:: Lines of data ::

>>>

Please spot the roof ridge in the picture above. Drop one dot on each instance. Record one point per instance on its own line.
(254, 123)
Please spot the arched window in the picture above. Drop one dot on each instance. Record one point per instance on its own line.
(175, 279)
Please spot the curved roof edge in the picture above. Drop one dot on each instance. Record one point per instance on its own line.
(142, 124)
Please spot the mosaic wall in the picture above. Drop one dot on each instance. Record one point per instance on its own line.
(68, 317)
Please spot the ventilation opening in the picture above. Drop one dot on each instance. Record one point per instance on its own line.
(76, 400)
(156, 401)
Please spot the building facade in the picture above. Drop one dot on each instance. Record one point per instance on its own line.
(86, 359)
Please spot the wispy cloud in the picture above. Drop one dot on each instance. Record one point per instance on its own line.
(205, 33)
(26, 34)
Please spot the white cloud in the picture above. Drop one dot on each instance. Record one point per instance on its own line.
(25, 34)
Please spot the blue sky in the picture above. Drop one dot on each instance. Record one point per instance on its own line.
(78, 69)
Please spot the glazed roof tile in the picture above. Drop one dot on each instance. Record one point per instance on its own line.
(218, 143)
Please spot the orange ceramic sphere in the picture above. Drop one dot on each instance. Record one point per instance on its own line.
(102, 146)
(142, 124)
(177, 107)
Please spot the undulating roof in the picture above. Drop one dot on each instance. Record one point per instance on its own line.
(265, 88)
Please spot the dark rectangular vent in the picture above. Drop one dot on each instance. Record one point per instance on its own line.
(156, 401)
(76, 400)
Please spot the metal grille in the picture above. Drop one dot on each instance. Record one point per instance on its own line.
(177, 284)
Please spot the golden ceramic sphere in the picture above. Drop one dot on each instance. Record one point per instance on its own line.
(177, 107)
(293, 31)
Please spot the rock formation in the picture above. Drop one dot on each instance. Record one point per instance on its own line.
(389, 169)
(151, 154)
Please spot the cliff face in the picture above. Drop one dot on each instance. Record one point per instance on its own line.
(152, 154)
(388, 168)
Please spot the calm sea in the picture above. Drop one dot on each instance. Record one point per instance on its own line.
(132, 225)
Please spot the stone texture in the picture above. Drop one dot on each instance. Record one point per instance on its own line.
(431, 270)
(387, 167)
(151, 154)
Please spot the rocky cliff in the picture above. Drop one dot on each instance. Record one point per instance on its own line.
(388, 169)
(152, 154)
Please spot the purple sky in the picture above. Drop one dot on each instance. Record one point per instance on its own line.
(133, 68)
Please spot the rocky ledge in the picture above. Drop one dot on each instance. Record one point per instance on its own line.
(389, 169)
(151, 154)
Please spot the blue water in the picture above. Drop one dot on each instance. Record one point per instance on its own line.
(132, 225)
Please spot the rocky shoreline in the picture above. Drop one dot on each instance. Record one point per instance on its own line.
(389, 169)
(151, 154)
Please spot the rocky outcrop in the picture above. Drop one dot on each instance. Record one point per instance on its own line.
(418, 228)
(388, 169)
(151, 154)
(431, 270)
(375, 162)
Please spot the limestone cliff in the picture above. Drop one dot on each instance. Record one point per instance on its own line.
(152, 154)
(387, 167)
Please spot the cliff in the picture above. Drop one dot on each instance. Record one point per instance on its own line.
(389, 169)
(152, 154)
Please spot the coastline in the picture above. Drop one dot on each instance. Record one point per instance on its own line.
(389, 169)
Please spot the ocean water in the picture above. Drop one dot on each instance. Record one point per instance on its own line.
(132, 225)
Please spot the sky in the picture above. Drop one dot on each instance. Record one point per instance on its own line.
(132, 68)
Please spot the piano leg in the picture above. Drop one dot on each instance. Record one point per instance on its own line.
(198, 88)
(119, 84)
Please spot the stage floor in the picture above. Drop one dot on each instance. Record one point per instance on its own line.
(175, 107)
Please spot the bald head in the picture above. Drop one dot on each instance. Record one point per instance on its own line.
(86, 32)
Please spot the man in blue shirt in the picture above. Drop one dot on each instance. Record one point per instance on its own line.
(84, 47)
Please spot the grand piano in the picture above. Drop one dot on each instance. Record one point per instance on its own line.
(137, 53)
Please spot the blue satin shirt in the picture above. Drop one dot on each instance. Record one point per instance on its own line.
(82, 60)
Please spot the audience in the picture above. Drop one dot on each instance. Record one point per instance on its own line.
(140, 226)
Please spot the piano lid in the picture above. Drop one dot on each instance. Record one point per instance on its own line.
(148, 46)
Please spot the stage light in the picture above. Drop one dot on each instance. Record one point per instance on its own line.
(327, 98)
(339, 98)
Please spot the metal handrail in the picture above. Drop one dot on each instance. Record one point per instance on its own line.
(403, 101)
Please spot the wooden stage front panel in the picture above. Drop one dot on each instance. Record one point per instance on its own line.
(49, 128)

<<<

:: What is asked ::
Extract every one of the records above verbatim, with each line unchanged.

:: Task response ::
Please spot the roof ridge in the picture above. Drop one dot on each instance. Record one point per instance on its own line.
(254, 123)
Please spot the arched window in the picture above. Drop one dot on each instance. Record one point per instance on its own line.
(175, 279)
Please spot the curved roof edge in the picture above. Drop one dot on each instance. Record one point per instance on its own line.
(142, 124)
Please spot the mosaic wall in the picture above. Drop one dot on each instance. Record one point per instance on its own line.
(68, 317)
Please spot the ventilation opening in the picture above. Drop one dot on each instance. Record one point per instance on its own line.
(76, 400)
(156, 401)
Please spot the building facade in the picture above. Drop one dot on each instance. Record one point per instance on its own line.
(86, 359)
Please spot the wispy cloud in the picture above. Drop one dot on each instance. Record one point per instance on its own line.
(205, 33)
(26, 34)
Please spot the white cloud in the picture above. Drop one dot on each instance. Record one point per instance on its own line.
(25, 34)
Please spot the blue sky in the picture above. Drop one dot on each instance. Record one point per instance on its own line.
(78, 69)
Please spot the glazed roof tile in the picture above. Drop one dot on each instance. Record one point per instance on its own line.
(218, 143)
Please spot the orange ceramic sphere in the picture above. Drop one dot on each instance. Record one point per instance on its own line.
(102, 146)
(142, 124)
(177, 107)
Please spot the undulating roof in the picture above. Drop one dot on each instance. Record one point per instance on its own line.
(265, 88)
Please spot the dark rectangular vent in the picture above. Drop one dot on each instance. Record one point per instance on its own line.
(156, 401)
(76, 400)
Please spot the metal grille in the picture above. Drop one dot on each instance. Record one point per instance on its own line.
(177, 284)
Please spot the golden ceramic sphere in the picture above. Drop one dot on each instance. Record one point per instance on its own line.
(177, 107)
(293, 31)
Please spot the rock formation in the picture above. Drop one dot on each instance. Record one point per instance on its own line.
(389, 169)
(151, 154)
Please spot the cliff face in the picture above. Drop one dot on each instance. Record one point per instance on its own line.
(152, 154)
(388, 168)
Please spot the calm sea in the picture above. Drop one dot on each instance. Record one point per instance on its own line.
(132, 225)
Please spot the stone texture in the picture above. Drop one dot on each instance. Record one point per instance on its own line.
(431, 270)
(387, 167)
(151, 154)
Please spot the rocky cliff in the picture above. Drop one dot on each instance. Record one point per instance on its own line.
(388, 169)
(152, 154)
Please spot the purple sky in the picture above. Drop one dot on each instance. Record one point per instance on its own line.
(133, 68)
Please spot the rocky ledge in the picture above. Drop one dot on each instance. Record one point per instance on its own line.
(389, 169)
(151, 154)
Please spot the blue water in the picture above. Drop one dot on each instance. Record one point per instance on its own line.
(132, 225)
Please spot the rocky shoreline in the picture above. Drop one dot on each instance. Record one point per instance on its own line.
(389, 169)
(151, 154)
Please spot the rocky outcrop in the picture above. Drop one dot on each instance. Record one point per instance on its own line.
(418, 228)
(388, 169)
(151, 154)
(431, 270)
(375, 162)
Please spot the limestone cliff in the picture above. Drop one dot on each instance. Record one point per instance on its own line.
(152, 154)
(387, 167)
Please spot the cliff in the picture above. Drop one dot on each instance. Record one point per instance on its own line.
(389, 169)
(152, 154)
Please spot the coastline in the picture above. Drop one dot on each instance. Record one point per instance on its own line.
(389, 169)
Please spot the ocean water in the picture above. Drop one dot on each instance. Record one point per instance on its own line.
(132, 225)
Please spot the sky in the picture above. Drop one dot on each instance. Record one point per instance on its own line.
(132, 68)
Please spot the piano leg in the picture above. Drop one dot on each instance. Record one point per instance on its own line.
(198, 88)
(119, 84)
Please spot the stage floor in the picture above. Drop one dot on each instance. Record one point per instance on its own line.
(175, 107)
Please spot the bald head in the picture above. Drop one dot on each instance. Record one point per instance on its own line.
(86, 32)
Please spot the man in blue shirt in the picture above. Drop one dot on each instance. Record one point per instance on its own line.
(84, 47)
Please spot the grand piano in the picture above. Drop one dot on each instance. Record one point per instance on its own line.
(137, 53)
Please spot the blue satin shirt in the picture above. Drop one dot on each instance. Record one point per instance on its own line.
(82, 60)
Please spot the audience in the picture above. Drop one dot on each instance. Record one point per instance on its own line.
(140, 226)
Please spot the piano lid in the picture above. Drop one dot on each instance. Record one point per instance on its own line.
(148, 46)
Please spot the stage light in the picture above. Drop one dot on each instance. Record one point per instance on its own line.
(327, 98)
(339, 98)
Please spot the metal handrail in the picture above. Drop one dot on each instance. Record one point per instance on its own line.
(403, 101)
Please spot the wooden stage front panel in the picture above. Drop one dot on each instance. Record one point per instance on its own line.
(49, 128)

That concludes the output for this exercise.